→ **Your task**: Gather every line of the listing below that contains the string "coordinates". Treat uppercase and lowercase letters as different.

(Input records begins)

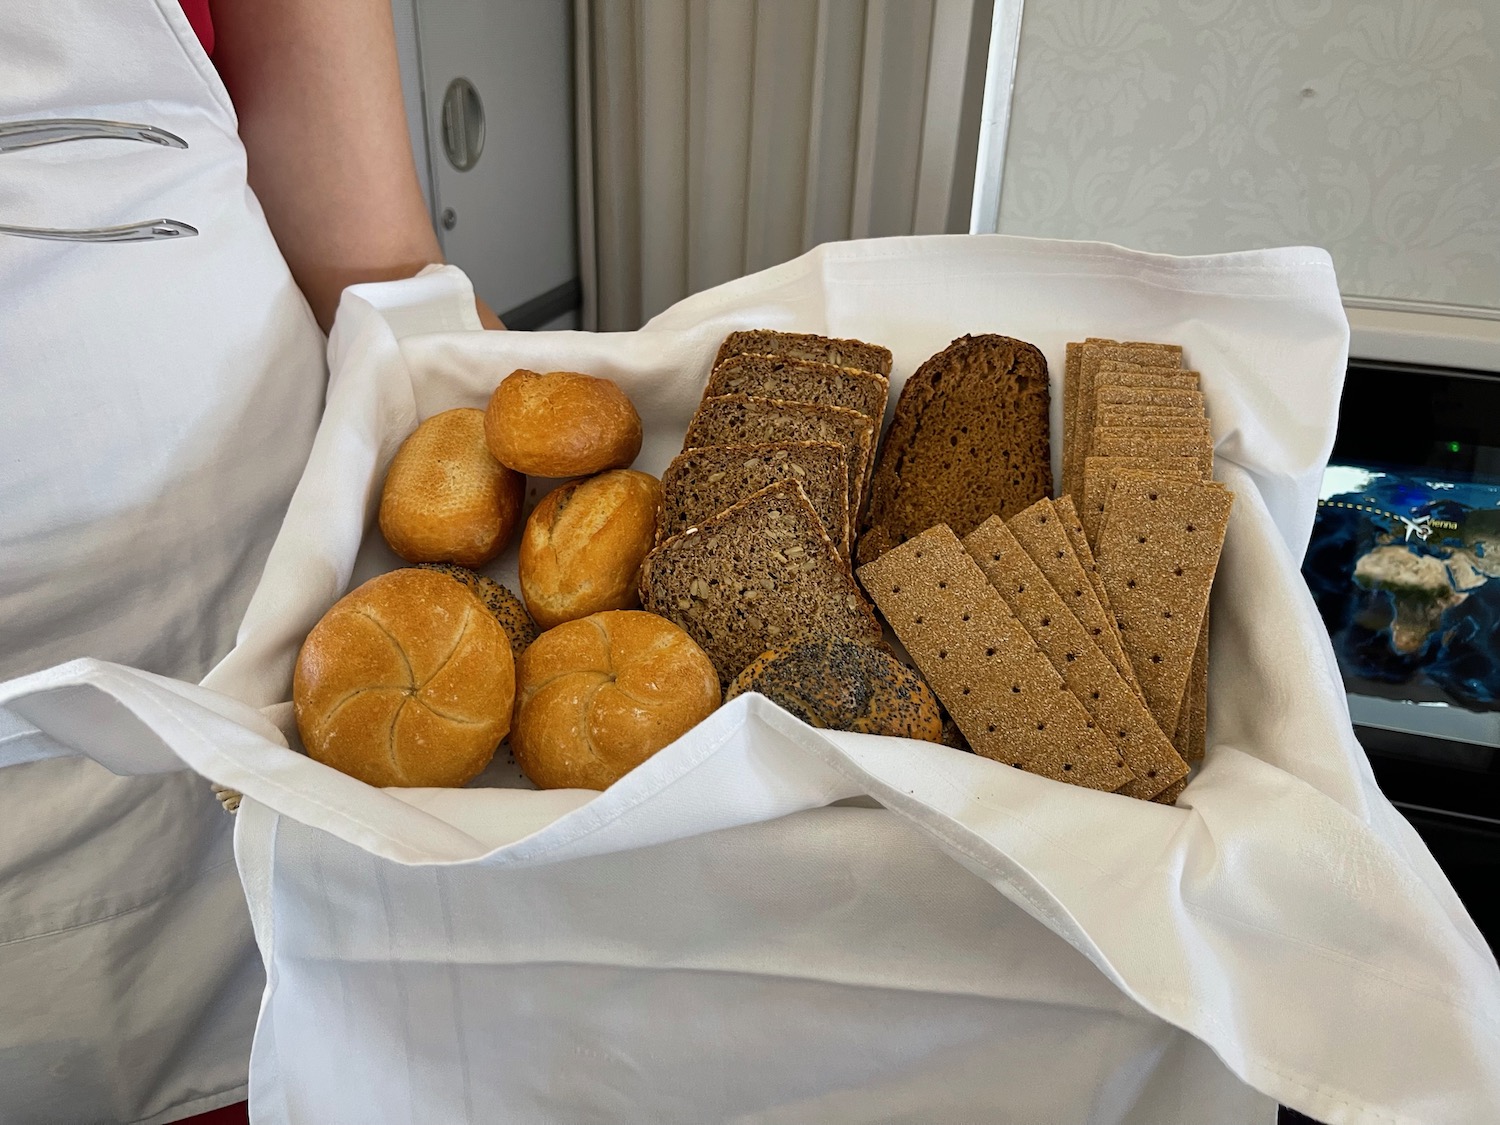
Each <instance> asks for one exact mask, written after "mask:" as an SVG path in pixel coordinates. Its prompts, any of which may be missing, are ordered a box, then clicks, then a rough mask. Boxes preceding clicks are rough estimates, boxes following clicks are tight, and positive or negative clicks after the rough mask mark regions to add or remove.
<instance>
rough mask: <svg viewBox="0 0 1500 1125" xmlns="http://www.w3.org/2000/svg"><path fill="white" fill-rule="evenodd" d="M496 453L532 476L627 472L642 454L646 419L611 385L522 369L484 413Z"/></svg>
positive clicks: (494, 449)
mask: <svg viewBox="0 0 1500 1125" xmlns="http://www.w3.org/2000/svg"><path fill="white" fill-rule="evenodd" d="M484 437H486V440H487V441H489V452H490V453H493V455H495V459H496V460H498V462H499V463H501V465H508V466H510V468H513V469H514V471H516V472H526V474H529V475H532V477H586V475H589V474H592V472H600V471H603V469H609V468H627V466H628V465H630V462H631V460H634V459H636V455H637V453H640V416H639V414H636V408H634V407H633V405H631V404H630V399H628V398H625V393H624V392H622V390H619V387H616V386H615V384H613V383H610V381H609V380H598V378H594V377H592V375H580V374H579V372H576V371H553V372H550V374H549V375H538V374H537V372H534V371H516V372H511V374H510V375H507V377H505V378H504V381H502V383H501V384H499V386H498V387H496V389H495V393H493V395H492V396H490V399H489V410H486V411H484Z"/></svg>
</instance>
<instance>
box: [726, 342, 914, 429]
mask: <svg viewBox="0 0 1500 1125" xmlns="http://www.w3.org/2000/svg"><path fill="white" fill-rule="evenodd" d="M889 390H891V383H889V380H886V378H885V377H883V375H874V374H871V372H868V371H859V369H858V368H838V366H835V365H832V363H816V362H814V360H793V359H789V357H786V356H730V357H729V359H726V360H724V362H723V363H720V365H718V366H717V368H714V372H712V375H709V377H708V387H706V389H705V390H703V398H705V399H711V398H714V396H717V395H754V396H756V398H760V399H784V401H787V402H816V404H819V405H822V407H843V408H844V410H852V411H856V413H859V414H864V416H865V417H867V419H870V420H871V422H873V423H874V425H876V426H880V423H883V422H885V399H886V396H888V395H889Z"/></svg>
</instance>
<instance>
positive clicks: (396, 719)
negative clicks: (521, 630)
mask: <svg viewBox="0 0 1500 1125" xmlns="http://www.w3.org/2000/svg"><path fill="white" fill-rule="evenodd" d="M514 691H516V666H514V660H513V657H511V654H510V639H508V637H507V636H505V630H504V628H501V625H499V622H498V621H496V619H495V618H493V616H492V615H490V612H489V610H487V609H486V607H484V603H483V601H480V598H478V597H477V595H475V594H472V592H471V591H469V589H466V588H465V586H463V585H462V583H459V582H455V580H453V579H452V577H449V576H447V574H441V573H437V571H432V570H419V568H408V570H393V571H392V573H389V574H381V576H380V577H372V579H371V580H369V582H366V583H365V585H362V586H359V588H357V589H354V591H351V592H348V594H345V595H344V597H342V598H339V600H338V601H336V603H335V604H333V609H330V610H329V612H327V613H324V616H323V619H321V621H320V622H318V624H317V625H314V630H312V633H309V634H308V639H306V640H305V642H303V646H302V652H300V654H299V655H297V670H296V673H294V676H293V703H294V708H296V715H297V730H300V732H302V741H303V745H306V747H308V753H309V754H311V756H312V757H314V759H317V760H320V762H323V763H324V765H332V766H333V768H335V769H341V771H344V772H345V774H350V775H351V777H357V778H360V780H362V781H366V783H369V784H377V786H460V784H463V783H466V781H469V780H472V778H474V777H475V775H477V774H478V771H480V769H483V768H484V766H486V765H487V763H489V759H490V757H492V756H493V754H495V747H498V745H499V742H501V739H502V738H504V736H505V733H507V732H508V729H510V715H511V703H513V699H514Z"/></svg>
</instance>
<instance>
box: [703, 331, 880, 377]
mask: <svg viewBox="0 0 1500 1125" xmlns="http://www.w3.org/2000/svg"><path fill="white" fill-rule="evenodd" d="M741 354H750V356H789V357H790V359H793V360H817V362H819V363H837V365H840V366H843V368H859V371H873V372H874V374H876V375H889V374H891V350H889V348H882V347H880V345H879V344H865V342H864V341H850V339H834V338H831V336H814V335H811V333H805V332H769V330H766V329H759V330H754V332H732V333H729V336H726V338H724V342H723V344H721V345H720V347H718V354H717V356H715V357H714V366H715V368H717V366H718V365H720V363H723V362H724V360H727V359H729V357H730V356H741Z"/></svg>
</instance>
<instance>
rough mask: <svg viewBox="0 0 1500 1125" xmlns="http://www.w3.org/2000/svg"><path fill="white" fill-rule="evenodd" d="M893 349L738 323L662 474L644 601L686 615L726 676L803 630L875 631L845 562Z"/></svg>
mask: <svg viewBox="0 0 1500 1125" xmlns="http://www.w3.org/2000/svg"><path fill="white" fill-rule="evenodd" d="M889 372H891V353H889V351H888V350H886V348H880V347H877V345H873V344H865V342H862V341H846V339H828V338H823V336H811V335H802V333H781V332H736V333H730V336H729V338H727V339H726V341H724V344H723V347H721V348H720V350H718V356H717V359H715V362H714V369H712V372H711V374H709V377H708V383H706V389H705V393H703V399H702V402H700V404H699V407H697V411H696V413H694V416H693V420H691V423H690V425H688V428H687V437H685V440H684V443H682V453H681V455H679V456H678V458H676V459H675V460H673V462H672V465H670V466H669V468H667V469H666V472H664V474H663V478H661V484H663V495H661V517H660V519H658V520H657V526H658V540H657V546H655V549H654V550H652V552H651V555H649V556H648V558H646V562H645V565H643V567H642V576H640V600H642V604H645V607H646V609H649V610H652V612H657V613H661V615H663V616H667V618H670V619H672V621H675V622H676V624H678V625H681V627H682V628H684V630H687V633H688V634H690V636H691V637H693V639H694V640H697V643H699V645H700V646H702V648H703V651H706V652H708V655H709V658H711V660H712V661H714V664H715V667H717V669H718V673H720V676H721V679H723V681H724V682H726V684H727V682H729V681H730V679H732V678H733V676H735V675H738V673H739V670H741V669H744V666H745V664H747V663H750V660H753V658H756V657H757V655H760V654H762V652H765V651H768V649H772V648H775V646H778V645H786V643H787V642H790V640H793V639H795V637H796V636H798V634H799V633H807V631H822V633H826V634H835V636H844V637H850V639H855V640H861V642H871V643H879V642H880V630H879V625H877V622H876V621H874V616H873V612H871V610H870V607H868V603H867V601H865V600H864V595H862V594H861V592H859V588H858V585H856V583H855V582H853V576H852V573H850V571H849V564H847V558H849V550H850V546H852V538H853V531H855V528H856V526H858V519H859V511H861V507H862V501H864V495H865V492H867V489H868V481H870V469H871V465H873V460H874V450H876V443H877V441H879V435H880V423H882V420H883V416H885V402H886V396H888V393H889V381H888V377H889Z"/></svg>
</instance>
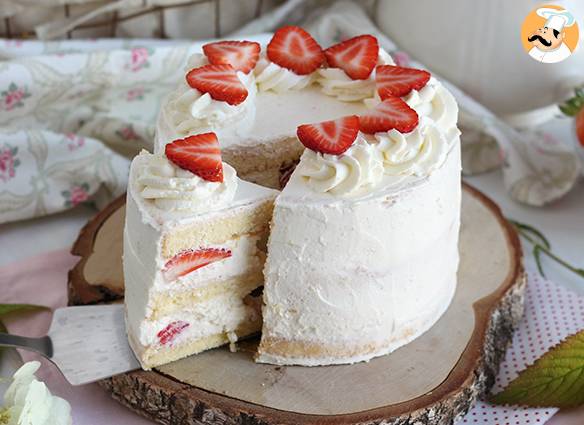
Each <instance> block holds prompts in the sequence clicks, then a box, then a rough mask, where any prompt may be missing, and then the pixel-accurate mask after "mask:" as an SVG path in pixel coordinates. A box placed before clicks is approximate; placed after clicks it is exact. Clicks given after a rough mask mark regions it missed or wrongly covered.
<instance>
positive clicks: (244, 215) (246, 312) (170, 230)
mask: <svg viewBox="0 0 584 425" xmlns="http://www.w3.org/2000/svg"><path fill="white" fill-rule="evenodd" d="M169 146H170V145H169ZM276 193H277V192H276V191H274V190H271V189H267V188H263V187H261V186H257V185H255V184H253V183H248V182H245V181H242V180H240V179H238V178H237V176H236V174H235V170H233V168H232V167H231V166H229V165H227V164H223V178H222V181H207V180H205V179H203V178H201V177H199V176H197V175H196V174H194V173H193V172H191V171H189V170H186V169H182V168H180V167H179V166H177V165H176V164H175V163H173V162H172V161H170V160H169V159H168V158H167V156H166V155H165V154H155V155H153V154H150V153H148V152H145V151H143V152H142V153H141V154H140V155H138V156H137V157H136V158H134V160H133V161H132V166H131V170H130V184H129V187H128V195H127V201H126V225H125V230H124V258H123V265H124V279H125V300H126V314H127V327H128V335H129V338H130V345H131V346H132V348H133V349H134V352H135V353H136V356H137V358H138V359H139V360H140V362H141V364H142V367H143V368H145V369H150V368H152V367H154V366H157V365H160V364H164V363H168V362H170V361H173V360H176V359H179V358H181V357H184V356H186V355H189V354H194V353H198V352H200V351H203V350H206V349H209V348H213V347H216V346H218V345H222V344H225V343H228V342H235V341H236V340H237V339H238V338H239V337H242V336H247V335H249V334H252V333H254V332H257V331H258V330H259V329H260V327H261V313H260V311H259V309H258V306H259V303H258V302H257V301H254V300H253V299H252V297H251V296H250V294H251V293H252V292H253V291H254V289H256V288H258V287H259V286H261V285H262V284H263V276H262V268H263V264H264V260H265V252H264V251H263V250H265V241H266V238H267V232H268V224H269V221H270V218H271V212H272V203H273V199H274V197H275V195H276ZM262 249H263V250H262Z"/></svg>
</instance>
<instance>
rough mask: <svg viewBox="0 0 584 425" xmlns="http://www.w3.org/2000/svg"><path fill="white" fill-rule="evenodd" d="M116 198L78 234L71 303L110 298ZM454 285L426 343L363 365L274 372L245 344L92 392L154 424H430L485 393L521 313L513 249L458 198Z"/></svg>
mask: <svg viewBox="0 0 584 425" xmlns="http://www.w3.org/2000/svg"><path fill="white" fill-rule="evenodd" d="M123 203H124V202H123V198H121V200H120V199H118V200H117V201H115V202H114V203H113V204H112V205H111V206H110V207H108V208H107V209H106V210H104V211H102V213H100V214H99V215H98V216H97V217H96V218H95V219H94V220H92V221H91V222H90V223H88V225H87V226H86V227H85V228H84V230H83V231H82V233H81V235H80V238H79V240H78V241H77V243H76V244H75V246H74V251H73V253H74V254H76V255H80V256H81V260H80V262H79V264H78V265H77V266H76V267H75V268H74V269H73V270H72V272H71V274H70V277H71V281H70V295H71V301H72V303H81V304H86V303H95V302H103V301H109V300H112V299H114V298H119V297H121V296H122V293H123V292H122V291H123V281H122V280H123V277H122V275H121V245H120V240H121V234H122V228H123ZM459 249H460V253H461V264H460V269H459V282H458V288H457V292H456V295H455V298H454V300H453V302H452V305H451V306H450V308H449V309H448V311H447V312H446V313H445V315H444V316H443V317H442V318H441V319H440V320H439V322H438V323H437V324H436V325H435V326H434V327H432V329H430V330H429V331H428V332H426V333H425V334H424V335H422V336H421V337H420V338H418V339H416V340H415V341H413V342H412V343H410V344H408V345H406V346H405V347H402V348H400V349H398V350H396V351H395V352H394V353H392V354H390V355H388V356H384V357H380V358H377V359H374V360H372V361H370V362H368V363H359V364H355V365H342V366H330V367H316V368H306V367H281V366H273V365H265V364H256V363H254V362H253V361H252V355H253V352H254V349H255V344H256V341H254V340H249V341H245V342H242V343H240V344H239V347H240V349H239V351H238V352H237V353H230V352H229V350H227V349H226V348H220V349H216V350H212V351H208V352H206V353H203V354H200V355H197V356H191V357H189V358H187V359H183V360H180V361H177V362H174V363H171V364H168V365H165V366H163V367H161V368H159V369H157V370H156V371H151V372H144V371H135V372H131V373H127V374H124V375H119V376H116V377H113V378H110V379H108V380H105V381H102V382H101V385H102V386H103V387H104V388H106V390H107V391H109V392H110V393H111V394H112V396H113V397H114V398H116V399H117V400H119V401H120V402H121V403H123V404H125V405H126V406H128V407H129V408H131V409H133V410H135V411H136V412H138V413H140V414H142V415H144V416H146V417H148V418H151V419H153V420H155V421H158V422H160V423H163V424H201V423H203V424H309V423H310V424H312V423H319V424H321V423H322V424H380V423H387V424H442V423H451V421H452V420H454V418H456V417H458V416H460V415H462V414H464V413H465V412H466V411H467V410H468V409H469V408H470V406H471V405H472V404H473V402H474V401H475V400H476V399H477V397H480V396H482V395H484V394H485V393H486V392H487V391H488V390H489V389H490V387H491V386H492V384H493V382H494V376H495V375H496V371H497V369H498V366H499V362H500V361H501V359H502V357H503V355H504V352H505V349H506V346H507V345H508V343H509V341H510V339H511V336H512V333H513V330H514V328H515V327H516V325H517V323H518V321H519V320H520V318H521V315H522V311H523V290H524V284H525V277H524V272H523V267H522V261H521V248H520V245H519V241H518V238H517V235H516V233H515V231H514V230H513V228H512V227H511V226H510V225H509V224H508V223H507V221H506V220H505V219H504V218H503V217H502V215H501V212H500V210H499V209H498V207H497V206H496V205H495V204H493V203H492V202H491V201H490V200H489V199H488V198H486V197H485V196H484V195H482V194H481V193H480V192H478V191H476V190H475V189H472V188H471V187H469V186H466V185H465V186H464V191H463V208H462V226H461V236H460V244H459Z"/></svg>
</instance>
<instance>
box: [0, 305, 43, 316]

(Input records ends)

→ **Exercise answer**:
Each <instance> asks for one exact mask, written after "mask:" as an SVG path in pixel coordinates. Its prompts, any of which may be missing, are ordered a box, then clicks, then a rough mask. Boxes preceding clicks are rough estimates, boxes following clicks are tight, and positive or negative clicks after the rough mask mark regions to add or remove.
Each <instance> block holds prompts in the sequence clicks, then a box, then a rough mask, where any prompt may be missing, and then the pixel-accurate mask after "mask:" as an SVG path in pixel coordinates. A box placed before clicks is approximate; placed after clicks it is exact. Clicks given after a rough mask mark regions it missed or wrongly covered.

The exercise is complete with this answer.